> PROBLEM TO WORK ON
Which lines run from the one containing "Target: metal guardrail" to the end of the entries? Quote them exactly, and nothing else.

> RECORDED DATA
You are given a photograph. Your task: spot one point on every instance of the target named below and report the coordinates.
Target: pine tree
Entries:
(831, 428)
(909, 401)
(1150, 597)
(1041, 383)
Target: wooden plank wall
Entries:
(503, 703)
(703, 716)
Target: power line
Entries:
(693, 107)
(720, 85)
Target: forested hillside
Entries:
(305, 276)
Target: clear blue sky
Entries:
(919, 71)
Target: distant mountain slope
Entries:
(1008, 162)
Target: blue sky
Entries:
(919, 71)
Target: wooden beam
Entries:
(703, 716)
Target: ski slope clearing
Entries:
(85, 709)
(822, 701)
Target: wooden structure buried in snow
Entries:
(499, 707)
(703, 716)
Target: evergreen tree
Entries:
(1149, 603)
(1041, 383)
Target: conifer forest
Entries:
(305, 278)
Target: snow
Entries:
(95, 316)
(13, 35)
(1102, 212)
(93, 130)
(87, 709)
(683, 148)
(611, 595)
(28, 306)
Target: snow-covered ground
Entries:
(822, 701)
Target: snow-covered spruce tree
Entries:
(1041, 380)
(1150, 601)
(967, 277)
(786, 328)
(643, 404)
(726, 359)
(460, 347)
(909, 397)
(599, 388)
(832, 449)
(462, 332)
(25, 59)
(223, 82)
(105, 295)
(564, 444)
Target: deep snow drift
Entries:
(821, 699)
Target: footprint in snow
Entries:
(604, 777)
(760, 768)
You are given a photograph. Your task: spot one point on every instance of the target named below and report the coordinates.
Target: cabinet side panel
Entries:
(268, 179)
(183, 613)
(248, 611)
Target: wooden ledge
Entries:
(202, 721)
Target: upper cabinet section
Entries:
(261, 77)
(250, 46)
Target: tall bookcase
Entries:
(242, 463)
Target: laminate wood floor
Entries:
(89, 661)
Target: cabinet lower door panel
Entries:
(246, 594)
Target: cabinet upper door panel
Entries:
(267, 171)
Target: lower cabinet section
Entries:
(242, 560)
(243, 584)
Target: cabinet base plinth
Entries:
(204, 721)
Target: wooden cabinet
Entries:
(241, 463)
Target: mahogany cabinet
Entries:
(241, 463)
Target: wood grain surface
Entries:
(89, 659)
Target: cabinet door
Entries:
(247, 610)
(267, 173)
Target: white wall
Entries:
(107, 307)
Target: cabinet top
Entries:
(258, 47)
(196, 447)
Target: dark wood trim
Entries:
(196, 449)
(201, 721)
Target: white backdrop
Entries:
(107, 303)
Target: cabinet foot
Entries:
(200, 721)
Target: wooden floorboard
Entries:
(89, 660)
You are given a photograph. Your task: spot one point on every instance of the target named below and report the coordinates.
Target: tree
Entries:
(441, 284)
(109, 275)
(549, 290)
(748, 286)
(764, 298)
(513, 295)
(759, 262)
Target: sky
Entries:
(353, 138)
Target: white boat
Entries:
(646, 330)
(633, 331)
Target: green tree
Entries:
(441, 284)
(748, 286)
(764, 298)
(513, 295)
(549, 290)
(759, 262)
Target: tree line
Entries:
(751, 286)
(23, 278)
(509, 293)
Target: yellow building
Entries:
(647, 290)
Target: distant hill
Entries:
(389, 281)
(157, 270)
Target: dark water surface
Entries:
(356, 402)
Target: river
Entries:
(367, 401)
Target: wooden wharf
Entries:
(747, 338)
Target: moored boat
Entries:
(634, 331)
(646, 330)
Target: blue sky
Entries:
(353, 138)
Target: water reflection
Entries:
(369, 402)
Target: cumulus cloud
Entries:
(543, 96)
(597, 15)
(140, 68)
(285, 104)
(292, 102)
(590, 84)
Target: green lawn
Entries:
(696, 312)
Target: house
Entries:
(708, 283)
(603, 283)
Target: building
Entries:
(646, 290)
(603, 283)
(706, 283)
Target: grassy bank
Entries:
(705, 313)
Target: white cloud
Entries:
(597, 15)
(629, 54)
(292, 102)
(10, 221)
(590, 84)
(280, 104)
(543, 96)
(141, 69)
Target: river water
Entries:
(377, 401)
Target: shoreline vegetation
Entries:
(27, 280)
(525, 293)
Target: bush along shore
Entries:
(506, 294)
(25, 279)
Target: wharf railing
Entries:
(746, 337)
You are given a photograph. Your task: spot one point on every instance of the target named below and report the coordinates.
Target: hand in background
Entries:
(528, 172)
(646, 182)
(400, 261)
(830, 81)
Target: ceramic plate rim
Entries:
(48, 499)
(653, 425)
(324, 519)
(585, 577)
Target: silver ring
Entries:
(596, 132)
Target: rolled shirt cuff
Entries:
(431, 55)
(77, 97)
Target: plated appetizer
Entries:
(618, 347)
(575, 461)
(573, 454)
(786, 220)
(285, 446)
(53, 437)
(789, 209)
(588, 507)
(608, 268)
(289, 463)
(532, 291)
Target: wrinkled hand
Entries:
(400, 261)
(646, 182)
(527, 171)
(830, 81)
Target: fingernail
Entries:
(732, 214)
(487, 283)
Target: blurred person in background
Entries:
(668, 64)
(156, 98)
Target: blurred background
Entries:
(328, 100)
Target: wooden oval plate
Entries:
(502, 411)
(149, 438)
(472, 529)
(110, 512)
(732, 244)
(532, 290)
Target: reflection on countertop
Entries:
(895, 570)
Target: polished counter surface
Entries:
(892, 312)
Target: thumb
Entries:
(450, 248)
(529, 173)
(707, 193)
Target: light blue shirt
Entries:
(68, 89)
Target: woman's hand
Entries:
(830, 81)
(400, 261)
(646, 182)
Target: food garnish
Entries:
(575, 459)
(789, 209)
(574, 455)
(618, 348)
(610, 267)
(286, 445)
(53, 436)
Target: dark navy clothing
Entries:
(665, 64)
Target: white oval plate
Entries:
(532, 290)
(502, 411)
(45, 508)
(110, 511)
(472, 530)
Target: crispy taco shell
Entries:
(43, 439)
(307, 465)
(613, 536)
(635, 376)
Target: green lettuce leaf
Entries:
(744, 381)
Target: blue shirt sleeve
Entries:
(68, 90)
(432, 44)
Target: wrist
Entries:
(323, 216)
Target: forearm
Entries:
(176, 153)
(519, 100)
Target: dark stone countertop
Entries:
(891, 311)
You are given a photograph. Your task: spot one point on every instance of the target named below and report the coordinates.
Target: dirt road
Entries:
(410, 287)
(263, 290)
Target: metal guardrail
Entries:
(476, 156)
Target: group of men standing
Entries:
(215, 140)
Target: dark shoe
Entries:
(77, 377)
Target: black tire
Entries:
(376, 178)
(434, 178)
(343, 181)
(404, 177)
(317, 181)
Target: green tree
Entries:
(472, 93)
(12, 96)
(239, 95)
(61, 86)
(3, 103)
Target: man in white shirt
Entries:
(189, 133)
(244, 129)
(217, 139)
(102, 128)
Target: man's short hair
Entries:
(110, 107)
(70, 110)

> CORRECT RESPONSE
Target: metal guardrail
Entries:
(476, 156)
Target: group of men standing
Entries:
(215, 140)
Target: dark shoe
Entries:
(77, 377)
Target: black tire
Entries:
(376, 178)
(434, 178)
(343, 181)
(404, 177)
(317, 181)
Target: green tree
Entries:
(472, 93)
(12, 96)
(239, 95)
(61, 86)
(3, 103)
Target: man in white shirt
Entries:
(189, 133)
(244, 129)
(217, 139)
(102, 128)
Target: man's short hair
Entries:
(110, 107)
(70, 110)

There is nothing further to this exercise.